| REQUIRED WORK |
Word for word, restate every record.
RECORD EXTRACTS Block Start
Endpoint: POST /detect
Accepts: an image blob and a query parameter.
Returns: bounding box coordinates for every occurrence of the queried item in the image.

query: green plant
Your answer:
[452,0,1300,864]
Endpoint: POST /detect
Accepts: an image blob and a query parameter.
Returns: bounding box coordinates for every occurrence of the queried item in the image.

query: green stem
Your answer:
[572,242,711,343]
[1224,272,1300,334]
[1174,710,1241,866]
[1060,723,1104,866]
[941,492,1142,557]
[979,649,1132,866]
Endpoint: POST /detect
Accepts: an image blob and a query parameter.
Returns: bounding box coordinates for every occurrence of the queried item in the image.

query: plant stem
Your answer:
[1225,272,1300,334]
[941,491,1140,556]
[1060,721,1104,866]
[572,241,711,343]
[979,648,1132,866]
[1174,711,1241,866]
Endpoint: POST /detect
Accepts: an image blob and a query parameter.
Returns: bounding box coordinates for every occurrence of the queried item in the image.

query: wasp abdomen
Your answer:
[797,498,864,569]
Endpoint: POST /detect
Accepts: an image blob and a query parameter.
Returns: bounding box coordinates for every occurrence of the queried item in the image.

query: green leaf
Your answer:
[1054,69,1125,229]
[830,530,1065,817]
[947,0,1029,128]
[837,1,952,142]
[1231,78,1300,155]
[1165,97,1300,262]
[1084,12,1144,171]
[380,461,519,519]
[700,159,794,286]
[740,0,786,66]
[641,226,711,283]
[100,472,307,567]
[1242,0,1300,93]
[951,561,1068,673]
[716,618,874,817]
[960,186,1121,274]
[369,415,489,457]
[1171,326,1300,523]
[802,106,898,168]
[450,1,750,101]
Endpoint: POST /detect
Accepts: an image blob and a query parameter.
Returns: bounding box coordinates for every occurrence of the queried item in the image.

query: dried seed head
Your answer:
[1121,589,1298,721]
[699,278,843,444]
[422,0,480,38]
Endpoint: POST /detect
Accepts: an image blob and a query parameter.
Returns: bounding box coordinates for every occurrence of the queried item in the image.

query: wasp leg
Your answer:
RECORD EXTRACTS Block End
| ANSWER AREA |
Endpoint: POST /detect
Accepts: an image blob and a query parameter.
Returns: bounding box coordinates for every occurrence of the queried item in the image.

query: green plant
Your answer:
[452,0,1300,864]
Endpoint: POST /detect
Accepts: an image blob and a query parameter.
Returns: bounding box coordinates for every occurrence of the queried item in the image.

query: green stem
Your answer:
[572,242,711,343]
[1224,272,1300,334]
[1174,710,1241,866]
[1060,723,1104,866]
[941,492,1142,557]
[979,649,1132,866]
Endpoint: POST /detect
Accepts: an image blob and a query parameter.
Returns: bounding box coordinates for every occurrence of the queried item in the image.

query: plant stem
Your answer:
[1225,272,1300,334]
[941,491,1140,556]
[1060,721,1104,866]
[572,241,711,343]
[979,648,1132,866]
[1174,711,1241,866]
Endpoint: POST /detect
Accepts: an image blob and a query parameter.
Returns: bounding box coordinates for every occurrence of the queried item in the image.

query: wasp abdomen
Your answer:
[797,498,864,569]
Endpoint: POST /detect
Accepts: an image blob and a query parameter.
Returns: bounding box coordinates for every occurrence of the queried item in the image.

query: green leaf
Your answer:
[1054,69,1125,229]
[830,530,1065,817]
[947,0,1029,128]
[837,1,952,142]
[1231,78,1300,155]
[1165,97,1300,262]
[1084,12,1144,171]
[380,461,519,519]
[700,159,794,286]
[740,0,786,66]
[641,226,711,283]
[100,472,307,567]
[1242,0,1300,93]
[951,561,1068,673]
[716,618,874,817]
[960,186,1121,274]
[369,415,489,457]
[1171,326,1300,523]
[802,106,898,168]
[450,1,750,101]
Endpoint: POST /detect
Accepts: an image blob and a query parameter.
Returns: bounding box coordinates for every occurrence of the queried item in the image.

query: dried seed head
Your answer:
[1121,589,1298,721]
[699,278,843,444]
[422,0,480,38]
Endpoint: POST /detect
Accepts: an image blob and a query parameter.
Returns: bounding box coordinates for every occurrence of the queried item in the image.

query: wasp leg
Your answer:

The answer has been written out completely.